Data listing START
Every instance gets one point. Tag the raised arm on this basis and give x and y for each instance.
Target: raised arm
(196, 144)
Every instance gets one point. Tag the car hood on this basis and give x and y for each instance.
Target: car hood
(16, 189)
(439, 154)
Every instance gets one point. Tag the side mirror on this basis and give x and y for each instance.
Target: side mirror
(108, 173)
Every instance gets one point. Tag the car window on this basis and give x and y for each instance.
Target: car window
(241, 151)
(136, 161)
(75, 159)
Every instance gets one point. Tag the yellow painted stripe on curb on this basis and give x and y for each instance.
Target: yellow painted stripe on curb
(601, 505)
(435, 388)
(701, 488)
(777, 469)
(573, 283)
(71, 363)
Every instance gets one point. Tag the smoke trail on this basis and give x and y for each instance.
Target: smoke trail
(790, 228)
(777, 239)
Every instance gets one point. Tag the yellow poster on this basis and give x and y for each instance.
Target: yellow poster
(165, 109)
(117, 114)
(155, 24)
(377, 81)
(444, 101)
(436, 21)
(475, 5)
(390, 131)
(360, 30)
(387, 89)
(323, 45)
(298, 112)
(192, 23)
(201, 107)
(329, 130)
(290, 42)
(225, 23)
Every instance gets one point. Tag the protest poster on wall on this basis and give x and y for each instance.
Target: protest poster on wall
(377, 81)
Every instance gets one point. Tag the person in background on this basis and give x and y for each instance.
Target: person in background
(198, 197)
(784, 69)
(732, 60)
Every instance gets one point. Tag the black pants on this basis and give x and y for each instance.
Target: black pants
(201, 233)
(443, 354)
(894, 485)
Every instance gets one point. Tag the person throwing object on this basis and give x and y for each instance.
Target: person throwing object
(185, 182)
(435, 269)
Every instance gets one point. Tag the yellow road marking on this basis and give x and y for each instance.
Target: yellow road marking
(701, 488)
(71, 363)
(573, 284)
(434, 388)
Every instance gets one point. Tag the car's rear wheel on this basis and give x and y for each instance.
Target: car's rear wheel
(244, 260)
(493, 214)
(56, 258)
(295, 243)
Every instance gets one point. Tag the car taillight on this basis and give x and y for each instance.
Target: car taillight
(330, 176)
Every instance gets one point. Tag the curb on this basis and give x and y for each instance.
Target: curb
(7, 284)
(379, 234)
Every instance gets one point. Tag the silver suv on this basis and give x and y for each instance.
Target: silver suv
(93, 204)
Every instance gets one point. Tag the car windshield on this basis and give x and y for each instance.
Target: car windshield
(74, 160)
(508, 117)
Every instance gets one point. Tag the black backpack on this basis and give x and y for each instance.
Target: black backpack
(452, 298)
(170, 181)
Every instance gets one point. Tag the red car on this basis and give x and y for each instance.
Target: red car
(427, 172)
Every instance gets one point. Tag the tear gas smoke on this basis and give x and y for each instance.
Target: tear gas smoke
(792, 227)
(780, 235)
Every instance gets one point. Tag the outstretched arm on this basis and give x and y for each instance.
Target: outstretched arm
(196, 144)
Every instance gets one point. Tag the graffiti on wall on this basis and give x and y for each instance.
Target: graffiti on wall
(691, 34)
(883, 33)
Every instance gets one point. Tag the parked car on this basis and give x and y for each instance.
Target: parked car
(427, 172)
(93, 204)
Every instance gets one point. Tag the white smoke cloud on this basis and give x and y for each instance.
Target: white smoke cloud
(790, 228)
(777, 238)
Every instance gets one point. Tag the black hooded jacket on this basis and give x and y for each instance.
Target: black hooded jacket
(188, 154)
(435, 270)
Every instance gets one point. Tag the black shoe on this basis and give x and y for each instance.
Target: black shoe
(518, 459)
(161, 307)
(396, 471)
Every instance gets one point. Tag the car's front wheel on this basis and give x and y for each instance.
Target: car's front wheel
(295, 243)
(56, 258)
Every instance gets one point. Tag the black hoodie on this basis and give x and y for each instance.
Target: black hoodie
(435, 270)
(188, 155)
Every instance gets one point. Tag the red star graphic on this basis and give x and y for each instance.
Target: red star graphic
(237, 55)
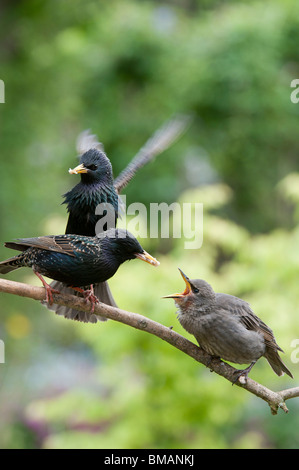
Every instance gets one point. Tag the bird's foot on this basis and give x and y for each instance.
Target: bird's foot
(210, 360)
(49, 290)
(243, 373)
(89, 296)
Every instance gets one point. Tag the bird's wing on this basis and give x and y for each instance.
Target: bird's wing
(160, 141)
(58, 243)
(247, 317)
Data listing END
### Work to complete
Give again, word for word, only the lines from the one with "Every instance gets one point. Tag the black shoe" through the last line of the entries, both included; no pictures go in the copy.

### Result
Every instance gets one point. Tag the black shoe on this basis and give x and y for each instance.
Target: black shoe
(518, 459)
(161, 307)
(396, 471)
Every instance gets one point. Tag the car's front wheel on this basis and give x and y for each instance.
Target: car's front wheel
(295, 243)
(56, 258)
Every instance gets one point. Tag the black hoodie on this basis and give x and y for each instance.
Target: black hoodie
(435, 270)
(188, 155)
Every instance gets one point. Tag the red star graphic on this basis and give x and y for each instance.
Target: red star graphic
(237, 55)
Every instance gets one point. Tag the bird's foot on this basis and give x and y for each instance.
Target: bird's foot
(210, 360)
(49, 290)
(243, 373)
(89, 296)
Every instance gets one point. Tag the bird's wing on this basis and give x and y for each instance.
Target: bird's wing
(160, 141)
(58, 243)
(247, 317)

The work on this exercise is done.